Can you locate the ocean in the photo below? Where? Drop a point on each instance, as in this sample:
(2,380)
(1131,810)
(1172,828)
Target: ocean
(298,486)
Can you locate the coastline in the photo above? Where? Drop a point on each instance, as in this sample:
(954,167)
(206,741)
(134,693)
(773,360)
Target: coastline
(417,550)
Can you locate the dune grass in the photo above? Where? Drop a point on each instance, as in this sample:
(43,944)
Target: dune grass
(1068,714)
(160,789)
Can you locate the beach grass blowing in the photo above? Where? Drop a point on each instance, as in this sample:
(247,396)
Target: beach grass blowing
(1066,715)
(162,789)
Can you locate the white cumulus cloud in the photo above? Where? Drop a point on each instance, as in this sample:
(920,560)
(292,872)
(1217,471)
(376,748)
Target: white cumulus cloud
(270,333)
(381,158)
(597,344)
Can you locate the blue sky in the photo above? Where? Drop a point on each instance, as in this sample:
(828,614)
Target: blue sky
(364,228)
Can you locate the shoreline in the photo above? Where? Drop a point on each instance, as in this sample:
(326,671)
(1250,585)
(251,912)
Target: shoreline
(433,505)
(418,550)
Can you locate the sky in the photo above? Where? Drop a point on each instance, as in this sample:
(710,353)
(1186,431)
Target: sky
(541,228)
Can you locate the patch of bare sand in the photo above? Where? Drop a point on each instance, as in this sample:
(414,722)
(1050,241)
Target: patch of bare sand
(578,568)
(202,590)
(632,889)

→ **WHAT IS REQUIRED**: Each record is to be restated word for word.

→ **ANSWER BOX**:
Can you locate the ocean in the photo below? Where? Drop a point on each instance, as in this sample:
(2,380)
(1131,810)
(1172,828)
Target: ocean
(298,486)
Can you locate the coastline in the photo above? Where? Drop a point on each instance, as in this sample:
(954,167)
(206,741)
(134,693)
(773,360)
Target: coastline
(417,550)
Can you locate the dune grass in the photo above? Where? Drop a point on each instance, as in this sample:
(43,944)
Target: dune grass
(1068,714)
(160,789)
Can you locate the beach grass blowing in the photo above? Where? Drop a point on each instance, as in this sample:
(247,396)
Target: beach grass blowing
(1066,715)
(162,789)
Can you locate the white cumulus cloud in the photo above? Where? Drop a point on each instance, as in this sample:
(920,560)
(292,872)
(1217,471)
(376,748)
Target: white cumulus cloud
(270,333)
(381,158)
(597,344)
Can you locate the blue sky in the photo above? Where? Drop a point on each instance, as in this sample:
(828,614)
Target: blue sky
(364,228)
Can you locate the shoreline in the photo above? Where? Drop a point on each instance, as in this sample:
(326,671)
(1250,585)
(251,912)
Target: shoreline
(433,505)
(418,550)
Can you locate the sky in the photo above? Where? Drop a point on each instance, as in this sample:
(710,353)
(1186,431)
Target: sky
(541,228)
Can you locate the patch of bare sand in the photo above? Where? Drop a point on each instance, as in this sample:
(414,722)
(1050,241)
Target: patch of bare sand
(578,568)
(202,590)
(632,889)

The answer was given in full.